SELECTED PASSAGE:

My sister was also studying computer science (several years older than me) and she served as a great role model for me in terms of preparing for the work world, joining Society of Women Engineers, and she actually connected me to my first internship for my freshman year summer.

I enjoyed the practical application that internships provided. Theory from school was hard to grasp, and I felt like there was great purpose and meaning in being able to contribute to a team in the workplace.

I would encourage students to keep applying, networking, brushing up resume and interview skills. The more exposure and outreach you can do, the higher your chances.


Q4. For students that would be interested in following your path and working as a software engineer and to give them an idea what would be involved, could you describe what a typical week at work was like?

A typical work week as a software engineer at Google was mostly coding(for new features or fixing bugs), having team meetings, working with designers or product managers, and also doing code reviews with other engineers. For big features, sometimes it involves discussing with other teams and coming up with a design document to agree on things upfront. It’s highly collaborative and for me, it was great to have senior engineers nearby so I could ask questions for anything I needed help on. Later on, as I became more senior, I would mentor interns or recent grads and help guide them on their work assignments.


Q5. You have worked on many projects, out of all those projects, which one did you enjoy the most and why?

I really enjoyed working on Google Keep because our team built it from the ground up. To go from mockups from a designer to a rough prototype and testing it on colleagues, to building a full production app with real users in the public was amazing. It gives me enormous satisfaction and pride that we did it! And also it’s so heartwarming to hear when people really enjoy using the app in their daily lives.

WHAT YOU WILL DO:
1. Decide whether each statement agrees with the interview. Answer yes or no for each, and quote the words of the interview that settle it. (a) The speaker's sister was younger than the speaker. (b) A typical work week at Google included code reviews with other engineers. (c) The speaker found the theory from school easy to grasp.
2. According to the interview, who connected the speaker to a first internship, and for which summer?
3. Carry on the interview about working as a software engineer, starting after its final sentence.

DATA RECORDS:
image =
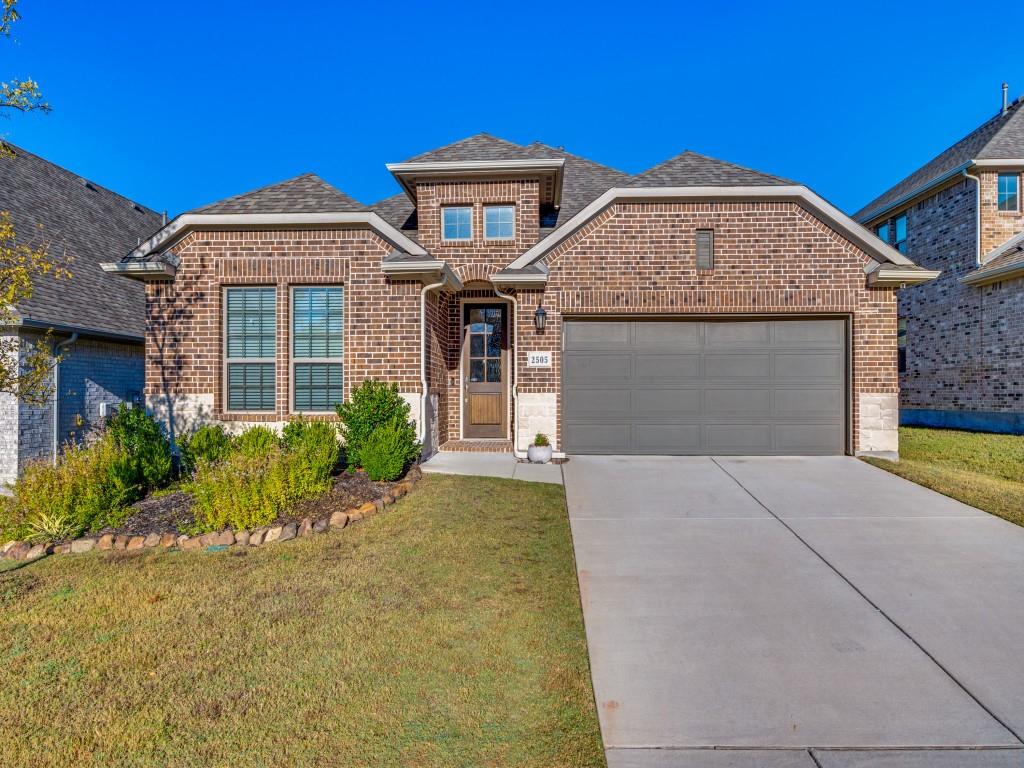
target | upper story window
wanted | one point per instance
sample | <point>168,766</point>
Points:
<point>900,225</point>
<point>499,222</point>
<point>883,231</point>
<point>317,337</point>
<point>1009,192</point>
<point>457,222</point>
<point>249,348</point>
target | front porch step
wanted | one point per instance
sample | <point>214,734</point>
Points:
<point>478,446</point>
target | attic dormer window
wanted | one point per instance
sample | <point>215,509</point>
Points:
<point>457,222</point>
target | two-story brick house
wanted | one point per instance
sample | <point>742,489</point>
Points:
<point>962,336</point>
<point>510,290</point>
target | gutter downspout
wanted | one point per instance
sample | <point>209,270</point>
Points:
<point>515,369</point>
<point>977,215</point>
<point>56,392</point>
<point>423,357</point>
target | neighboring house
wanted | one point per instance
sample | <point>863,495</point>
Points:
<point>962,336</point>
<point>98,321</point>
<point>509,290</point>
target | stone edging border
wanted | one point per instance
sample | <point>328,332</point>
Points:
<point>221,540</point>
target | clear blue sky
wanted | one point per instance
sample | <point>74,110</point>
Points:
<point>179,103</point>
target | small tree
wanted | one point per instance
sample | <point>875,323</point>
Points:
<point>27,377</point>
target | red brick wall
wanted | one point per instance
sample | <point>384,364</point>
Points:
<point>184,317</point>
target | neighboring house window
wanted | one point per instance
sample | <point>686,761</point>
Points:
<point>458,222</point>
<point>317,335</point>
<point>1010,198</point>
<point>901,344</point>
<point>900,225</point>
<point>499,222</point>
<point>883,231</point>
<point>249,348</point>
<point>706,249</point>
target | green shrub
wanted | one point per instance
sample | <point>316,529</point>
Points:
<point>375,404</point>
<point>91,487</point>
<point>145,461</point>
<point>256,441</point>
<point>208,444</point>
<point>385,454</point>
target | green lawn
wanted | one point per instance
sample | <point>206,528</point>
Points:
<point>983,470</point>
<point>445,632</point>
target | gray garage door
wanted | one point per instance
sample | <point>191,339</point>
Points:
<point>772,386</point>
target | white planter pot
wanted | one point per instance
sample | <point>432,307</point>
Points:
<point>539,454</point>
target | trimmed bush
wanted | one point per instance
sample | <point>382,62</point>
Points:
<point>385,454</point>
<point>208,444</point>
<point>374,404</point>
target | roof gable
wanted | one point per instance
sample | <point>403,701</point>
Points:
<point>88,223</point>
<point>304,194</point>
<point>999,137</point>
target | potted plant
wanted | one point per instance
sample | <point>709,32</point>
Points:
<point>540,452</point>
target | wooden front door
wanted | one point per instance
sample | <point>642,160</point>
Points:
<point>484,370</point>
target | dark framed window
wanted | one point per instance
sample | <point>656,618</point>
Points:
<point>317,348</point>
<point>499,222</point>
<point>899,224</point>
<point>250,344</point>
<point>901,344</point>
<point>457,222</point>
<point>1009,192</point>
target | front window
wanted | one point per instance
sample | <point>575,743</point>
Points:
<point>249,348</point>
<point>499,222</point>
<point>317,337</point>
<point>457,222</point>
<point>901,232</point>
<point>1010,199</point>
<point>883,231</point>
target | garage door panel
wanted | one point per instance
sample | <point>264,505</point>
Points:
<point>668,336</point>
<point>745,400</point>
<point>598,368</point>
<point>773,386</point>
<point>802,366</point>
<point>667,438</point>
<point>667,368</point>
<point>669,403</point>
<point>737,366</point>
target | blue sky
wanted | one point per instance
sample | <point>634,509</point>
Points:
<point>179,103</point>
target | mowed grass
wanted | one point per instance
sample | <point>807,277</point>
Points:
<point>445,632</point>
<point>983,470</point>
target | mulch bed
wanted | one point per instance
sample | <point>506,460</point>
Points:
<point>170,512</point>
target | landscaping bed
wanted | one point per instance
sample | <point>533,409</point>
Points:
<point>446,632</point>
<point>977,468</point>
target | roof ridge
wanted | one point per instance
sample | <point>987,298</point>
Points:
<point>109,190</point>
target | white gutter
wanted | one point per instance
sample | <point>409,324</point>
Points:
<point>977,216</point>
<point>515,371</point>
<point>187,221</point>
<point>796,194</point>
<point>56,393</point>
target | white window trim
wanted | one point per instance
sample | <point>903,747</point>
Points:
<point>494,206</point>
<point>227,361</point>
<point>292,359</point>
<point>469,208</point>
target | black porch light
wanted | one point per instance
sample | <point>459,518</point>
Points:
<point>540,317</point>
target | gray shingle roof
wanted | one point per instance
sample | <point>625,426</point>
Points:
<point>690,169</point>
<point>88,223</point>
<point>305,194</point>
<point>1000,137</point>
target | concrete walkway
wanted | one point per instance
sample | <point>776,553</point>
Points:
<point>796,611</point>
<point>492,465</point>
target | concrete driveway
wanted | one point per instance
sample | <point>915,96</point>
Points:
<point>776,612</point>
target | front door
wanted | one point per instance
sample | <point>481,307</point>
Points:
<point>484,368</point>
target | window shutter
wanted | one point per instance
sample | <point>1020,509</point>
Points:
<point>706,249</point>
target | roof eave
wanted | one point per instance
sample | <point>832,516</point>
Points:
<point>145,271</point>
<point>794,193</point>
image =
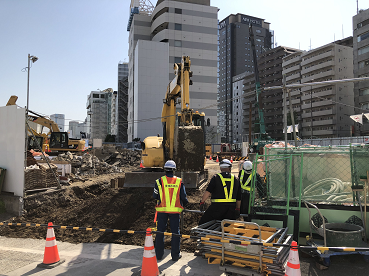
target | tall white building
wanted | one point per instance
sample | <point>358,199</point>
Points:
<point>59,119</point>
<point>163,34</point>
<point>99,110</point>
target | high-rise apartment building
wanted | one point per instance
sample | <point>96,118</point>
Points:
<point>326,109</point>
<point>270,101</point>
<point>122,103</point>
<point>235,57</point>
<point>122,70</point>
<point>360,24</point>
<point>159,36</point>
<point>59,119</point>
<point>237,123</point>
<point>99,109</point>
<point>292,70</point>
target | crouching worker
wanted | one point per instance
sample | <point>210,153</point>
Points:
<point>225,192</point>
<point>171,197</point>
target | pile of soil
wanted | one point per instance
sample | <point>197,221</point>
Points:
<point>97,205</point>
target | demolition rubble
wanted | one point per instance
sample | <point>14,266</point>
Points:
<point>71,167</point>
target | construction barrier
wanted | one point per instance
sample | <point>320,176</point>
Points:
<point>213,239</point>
==
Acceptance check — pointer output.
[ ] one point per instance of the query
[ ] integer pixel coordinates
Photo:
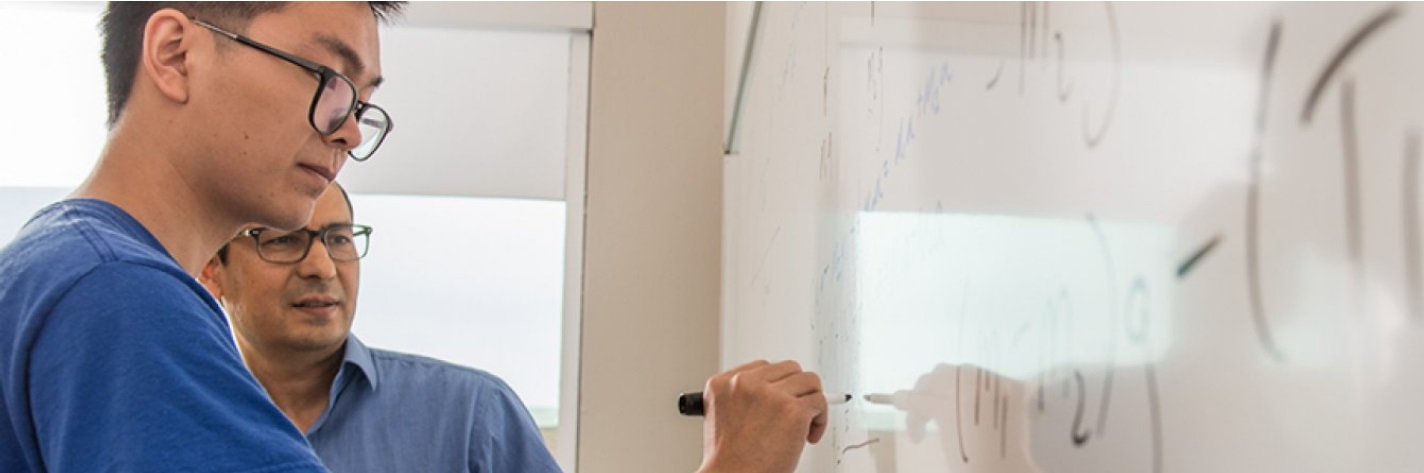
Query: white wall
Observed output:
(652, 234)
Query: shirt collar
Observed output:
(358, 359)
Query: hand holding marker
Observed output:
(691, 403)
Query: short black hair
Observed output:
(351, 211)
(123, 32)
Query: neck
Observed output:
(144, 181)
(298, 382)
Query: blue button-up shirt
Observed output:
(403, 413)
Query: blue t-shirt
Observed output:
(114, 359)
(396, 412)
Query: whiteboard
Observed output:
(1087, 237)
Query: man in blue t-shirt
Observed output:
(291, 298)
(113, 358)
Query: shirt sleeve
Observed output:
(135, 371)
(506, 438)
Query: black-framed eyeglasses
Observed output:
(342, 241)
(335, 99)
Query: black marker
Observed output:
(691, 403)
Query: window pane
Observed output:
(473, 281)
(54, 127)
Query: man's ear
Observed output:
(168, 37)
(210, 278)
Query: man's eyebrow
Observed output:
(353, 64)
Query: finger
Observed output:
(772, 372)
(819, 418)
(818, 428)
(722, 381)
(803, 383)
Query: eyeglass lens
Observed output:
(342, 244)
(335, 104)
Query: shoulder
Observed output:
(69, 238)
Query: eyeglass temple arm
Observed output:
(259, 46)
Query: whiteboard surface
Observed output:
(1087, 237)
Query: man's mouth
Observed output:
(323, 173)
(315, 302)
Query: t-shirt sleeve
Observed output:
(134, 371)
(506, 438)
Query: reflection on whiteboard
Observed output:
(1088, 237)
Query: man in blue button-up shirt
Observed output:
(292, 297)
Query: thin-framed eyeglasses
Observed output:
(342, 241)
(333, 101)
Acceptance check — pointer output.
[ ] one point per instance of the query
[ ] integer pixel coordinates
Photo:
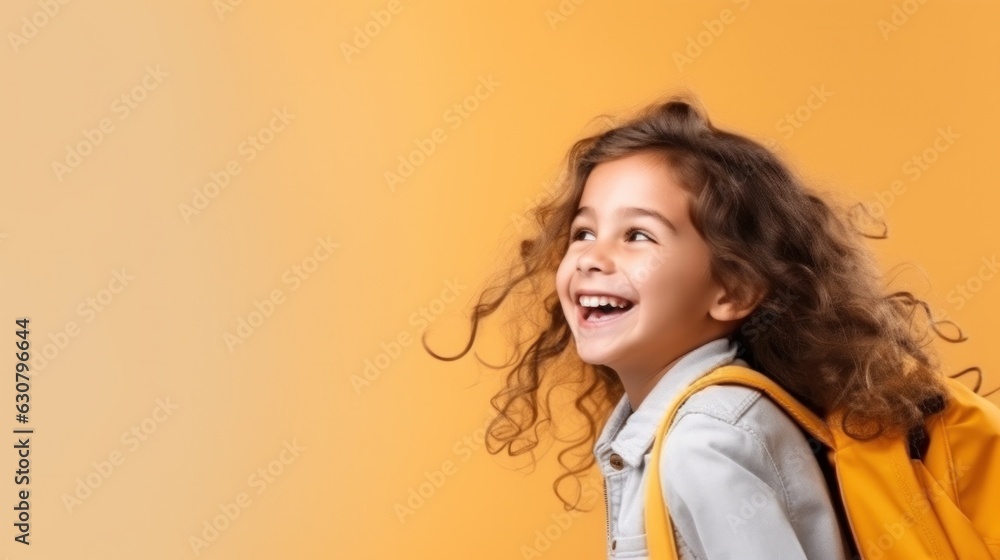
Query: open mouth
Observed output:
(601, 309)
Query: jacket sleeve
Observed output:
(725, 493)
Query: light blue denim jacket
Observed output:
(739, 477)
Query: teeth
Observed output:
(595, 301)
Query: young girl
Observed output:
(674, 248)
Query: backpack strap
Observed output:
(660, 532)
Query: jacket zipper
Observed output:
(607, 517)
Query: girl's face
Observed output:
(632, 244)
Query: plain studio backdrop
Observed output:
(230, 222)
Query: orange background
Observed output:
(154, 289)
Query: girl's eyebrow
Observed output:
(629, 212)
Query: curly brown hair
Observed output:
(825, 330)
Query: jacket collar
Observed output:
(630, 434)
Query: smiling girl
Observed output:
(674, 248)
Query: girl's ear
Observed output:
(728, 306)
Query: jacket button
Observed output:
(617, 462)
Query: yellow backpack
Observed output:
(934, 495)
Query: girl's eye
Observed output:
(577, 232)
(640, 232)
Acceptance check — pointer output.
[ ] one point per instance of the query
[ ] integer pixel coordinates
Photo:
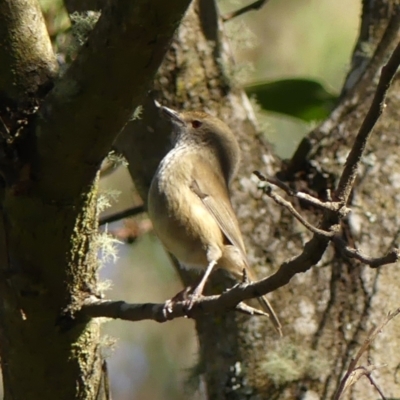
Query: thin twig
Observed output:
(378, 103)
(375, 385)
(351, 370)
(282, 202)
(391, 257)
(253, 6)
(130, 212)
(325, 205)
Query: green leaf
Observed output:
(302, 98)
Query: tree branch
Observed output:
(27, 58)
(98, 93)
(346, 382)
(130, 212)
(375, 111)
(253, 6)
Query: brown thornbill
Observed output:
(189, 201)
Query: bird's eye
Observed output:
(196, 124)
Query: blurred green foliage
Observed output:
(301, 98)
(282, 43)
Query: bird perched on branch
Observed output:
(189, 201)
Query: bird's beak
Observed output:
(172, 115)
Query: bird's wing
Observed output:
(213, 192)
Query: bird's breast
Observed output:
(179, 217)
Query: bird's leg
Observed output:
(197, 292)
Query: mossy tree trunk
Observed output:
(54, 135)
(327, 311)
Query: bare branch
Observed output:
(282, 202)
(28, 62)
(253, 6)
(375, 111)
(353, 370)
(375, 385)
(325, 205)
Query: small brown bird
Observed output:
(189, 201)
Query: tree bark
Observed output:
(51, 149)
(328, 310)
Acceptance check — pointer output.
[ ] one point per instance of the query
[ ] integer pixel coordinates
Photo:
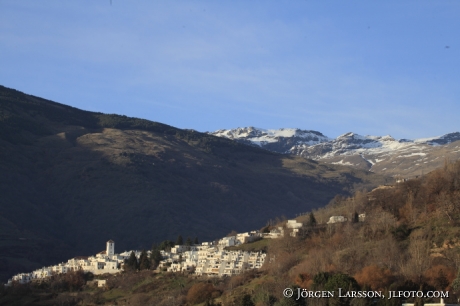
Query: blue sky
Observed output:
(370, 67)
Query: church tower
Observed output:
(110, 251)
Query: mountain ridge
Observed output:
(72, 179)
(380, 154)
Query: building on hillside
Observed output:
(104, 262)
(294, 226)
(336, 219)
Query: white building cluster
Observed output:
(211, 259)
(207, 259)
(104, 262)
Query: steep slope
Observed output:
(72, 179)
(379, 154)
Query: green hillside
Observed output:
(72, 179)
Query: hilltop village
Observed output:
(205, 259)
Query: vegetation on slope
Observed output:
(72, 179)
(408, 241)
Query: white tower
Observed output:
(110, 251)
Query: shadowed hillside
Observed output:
==
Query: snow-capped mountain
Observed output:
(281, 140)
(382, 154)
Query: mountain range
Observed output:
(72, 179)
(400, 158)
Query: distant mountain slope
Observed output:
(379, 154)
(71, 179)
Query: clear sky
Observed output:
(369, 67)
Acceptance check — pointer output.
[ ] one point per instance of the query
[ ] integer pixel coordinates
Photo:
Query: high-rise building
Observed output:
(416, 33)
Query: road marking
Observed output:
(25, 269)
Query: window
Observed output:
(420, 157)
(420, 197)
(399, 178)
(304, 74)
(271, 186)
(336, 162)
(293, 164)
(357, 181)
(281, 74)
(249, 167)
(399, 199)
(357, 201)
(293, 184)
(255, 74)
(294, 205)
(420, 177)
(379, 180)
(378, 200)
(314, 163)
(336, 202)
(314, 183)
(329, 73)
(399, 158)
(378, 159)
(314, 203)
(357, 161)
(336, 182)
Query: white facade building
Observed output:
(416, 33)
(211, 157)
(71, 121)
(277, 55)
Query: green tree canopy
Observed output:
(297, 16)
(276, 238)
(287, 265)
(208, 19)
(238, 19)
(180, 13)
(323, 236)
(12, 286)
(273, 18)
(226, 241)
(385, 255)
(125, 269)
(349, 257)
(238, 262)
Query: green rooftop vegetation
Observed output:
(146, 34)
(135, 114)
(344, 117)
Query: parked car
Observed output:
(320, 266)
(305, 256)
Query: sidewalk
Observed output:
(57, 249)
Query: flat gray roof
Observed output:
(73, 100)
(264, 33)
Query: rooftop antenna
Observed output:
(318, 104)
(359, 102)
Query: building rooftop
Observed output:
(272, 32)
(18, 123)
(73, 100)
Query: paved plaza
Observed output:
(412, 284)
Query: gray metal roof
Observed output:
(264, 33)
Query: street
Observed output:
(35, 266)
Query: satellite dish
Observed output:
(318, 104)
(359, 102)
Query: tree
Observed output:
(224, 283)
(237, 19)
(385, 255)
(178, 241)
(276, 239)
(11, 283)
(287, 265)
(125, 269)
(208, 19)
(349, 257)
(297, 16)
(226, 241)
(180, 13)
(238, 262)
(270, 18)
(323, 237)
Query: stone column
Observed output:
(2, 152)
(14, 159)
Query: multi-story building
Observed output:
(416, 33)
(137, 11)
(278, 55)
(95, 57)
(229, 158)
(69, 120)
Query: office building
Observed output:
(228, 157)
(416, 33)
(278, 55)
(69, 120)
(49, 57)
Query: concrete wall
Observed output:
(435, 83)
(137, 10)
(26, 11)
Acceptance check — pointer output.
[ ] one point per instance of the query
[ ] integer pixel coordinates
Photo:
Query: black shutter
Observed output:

SET OF ANSWERS:
1.
(a) No: "several years older than me"
(b) Yes: "and also doing code reviews with other engineers"
(c) No: "Theory from school was hard to grasp"

2. The speaker's sister did, for the summer of the speaker's freshman year.

3.
I really enjoyed that aspect of Android development – being able to share my work with friends and family members and have them use the apps I worked on!


Q6. The last question, what advice would you give to someone that would be interested in a career as a software engineer?

I would encourage them to start building! Whatever interests them! That is the best way to learn. And get people’s feedback and tweak it. When users spot a bug, it will motivate you to want to fix it and improve the app for them.

Also working with peers or more senior engineers will help you get up to speed so much faster. Don’t be afraid to ask for help!

I was always more interested in the human impact of what we can build as software engineers. I think there is so much more potential for apps that improve people’s lives – whether it’s in education, healthcare, agriculture, finance, small businesses, etc.. and I hope that future engineers are bold enough to transform these industries with new technologies. I also hope that future engineers understand the nuances of what technology *cannot* be used to replace. Empathy and staying ethical as engineers are super important.


From software engineer to now an author of your first book “Use Your Voice”. You showed that you can do anything if you set your mind to it, and a message to everyone following you on your amazing journey which I feel is to follow your passion, and I hope you will keep sharing your amazing journey with everyone! So one little last question, any hints of what 2018 has in store for those following your journey?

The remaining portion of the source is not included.